• _SELECTED PASSAGE_
* * * * * * *
Encyclopedia of the Great Plains

David J. Wishart, Editor


SUSTAINABLE AGRICULTURE

To maintain human economic activity and quality of life in the Great Plains, it is essential to develop a strategy that efficiently uses and conserves natural resources over the long term. Agriculture provides the opportunity to use the water, soil, and other renewable resources of the Plains, but strategies and systems for crop, forage, and livestock production need to be designed for maximum sustainability. This means an agriculture that does not overly exploit or deplete these resources, an agriculture that is productive, economically sound, environmentally benign, and socially viable. One of the most successful models that meets these criteria, including maintaining rural communities, is a sustainable agriculture based on renewable resources, private farm ownership, and family farming units.
* * * * * * *
• _DIRECTIVE A_
Quote the encyclopedia entry on sustainable agriculture in full, word for word.
The encyclopedia entry and the records are unrelated to each other.

• _INPUT RECORDS_
* * * * * * *
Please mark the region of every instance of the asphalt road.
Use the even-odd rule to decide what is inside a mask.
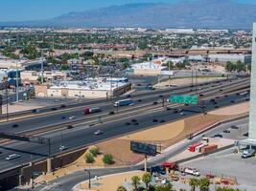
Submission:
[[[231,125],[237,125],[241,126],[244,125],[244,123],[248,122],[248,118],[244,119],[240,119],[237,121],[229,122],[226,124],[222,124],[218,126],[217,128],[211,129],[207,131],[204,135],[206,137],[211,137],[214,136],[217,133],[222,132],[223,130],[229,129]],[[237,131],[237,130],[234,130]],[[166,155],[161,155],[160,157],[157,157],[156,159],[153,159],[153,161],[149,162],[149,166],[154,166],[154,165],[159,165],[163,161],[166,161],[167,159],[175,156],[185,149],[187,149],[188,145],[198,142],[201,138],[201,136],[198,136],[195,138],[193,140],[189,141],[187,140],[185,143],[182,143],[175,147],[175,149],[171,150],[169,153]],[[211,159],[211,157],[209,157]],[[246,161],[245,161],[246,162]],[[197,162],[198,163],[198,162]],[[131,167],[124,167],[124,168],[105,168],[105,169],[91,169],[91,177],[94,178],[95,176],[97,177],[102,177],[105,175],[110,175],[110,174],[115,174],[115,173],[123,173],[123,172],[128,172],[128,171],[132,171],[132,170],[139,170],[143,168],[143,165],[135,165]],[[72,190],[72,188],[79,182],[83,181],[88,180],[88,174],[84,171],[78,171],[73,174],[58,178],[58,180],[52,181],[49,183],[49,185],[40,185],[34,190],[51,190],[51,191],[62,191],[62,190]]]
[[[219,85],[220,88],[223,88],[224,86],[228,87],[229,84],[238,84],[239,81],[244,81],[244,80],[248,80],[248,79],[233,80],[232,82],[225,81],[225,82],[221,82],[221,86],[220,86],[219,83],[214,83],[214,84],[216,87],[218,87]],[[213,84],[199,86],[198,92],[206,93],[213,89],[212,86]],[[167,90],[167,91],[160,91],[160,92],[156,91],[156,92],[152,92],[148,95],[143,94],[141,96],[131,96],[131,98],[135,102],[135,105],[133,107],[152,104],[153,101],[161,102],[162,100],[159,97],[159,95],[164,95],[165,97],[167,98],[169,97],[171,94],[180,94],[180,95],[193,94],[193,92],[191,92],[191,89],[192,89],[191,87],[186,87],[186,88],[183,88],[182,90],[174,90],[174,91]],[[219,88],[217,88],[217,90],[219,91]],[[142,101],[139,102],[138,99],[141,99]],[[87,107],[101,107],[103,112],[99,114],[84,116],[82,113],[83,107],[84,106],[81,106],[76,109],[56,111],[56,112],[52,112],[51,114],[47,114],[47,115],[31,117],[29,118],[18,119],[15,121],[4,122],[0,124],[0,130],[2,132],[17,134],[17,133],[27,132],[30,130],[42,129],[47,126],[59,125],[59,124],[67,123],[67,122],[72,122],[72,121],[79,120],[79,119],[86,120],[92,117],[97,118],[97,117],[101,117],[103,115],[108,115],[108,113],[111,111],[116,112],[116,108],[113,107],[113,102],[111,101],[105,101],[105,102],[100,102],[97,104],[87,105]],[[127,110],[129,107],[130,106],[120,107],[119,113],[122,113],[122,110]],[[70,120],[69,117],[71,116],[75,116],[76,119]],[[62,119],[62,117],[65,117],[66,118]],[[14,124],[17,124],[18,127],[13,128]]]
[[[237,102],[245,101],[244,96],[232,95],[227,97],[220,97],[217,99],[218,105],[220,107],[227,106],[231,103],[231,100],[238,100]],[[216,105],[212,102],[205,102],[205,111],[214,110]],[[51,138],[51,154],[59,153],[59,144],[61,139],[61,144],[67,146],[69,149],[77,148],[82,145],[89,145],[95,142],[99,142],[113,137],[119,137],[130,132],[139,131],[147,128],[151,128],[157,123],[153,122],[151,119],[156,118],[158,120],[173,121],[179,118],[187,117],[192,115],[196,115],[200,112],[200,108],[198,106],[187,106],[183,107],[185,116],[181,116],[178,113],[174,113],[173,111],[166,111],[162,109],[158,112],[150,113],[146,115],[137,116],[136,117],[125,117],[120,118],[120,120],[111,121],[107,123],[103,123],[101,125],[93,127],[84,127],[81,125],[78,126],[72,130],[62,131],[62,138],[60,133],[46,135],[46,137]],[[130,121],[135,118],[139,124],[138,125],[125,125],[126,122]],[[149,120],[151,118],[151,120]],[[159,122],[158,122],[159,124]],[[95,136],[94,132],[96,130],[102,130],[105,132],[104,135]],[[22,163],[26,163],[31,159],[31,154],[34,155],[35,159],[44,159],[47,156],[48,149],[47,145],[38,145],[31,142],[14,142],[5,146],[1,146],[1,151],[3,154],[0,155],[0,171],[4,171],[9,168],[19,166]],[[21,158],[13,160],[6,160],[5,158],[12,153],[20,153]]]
* * * * * * *
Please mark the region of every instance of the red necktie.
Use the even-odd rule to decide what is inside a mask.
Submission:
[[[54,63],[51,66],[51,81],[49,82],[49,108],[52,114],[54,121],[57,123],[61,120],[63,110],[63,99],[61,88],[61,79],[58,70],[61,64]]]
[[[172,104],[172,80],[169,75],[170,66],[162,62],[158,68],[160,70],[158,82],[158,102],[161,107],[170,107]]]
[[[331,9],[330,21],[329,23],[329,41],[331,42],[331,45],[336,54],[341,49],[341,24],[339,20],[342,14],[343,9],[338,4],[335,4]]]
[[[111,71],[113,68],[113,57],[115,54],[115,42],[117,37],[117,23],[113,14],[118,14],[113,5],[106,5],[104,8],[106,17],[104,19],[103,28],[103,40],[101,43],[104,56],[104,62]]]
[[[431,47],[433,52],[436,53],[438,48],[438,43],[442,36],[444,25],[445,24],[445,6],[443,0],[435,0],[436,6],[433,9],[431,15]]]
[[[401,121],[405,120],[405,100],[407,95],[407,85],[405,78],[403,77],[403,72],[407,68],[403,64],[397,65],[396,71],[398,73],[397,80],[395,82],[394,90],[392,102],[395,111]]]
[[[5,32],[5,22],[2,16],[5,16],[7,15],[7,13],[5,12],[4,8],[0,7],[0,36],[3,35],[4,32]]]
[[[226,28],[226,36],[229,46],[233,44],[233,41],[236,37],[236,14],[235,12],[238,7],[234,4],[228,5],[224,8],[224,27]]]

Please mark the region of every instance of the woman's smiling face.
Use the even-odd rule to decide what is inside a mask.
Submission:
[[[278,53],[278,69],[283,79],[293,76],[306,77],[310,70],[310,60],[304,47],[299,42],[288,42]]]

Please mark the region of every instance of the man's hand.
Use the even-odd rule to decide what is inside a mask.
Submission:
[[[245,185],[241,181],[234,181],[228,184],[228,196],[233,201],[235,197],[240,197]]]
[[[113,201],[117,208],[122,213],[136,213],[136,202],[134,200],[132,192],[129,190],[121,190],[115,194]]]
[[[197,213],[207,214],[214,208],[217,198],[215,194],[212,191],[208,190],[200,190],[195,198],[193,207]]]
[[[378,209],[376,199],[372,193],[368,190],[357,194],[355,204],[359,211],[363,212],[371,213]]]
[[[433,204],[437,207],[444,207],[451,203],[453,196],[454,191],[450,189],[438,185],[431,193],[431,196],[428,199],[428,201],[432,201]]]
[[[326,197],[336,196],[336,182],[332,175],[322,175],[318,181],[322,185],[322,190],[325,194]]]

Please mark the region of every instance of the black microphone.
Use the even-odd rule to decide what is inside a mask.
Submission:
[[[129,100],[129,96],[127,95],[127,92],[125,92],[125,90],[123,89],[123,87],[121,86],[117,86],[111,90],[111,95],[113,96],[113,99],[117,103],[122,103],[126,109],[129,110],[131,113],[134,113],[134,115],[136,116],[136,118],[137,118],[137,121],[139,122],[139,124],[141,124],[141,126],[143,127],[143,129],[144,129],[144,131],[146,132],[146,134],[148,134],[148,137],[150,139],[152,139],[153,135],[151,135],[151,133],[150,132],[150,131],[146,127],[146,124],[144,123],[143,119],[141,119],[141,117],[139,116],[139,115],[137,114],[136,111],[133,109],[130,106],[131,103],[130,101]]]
* * * * * * *
• _DIRECTIVE B_
Find each line of the records that contains the word "every" and copy those lines.

• _FULL SOLUTION A_
Encyclopedia of the Great Plains

David J. Wishart, Editor


SUSTAINABLE AGRICULTURE

To maintain human economic activity and quality of life in the Great Plains, it is essential to develop a strategy that efficiently uses and conserves natural resources over the long term. Agriculture provides the opportunity to use the water, soil, and other renewable resources of the Plains, but strategies and systems for crop, forage, and livestock production need to be designed for maximum sustainability. This means an agriculture that does not overly exploit or deplete these resources, an agriculture that is productive, economically sound, environmentally benign, and socially viable. One of the most successful models that meets these criteria, including maintaining rural communities, is a sustainable agriculture based on renewable resources, private farm ownership, and family farming units.

• _FULL SOLUTION B_
Please mark the region of every instance of the asphalt road.
Please mark the region of every instance of the red necktie.
Please mark the region of every instance of the woman's smiling face.
Please mark the region of every instance of the man's hand.
Please mark the region of every instance of the black microphone.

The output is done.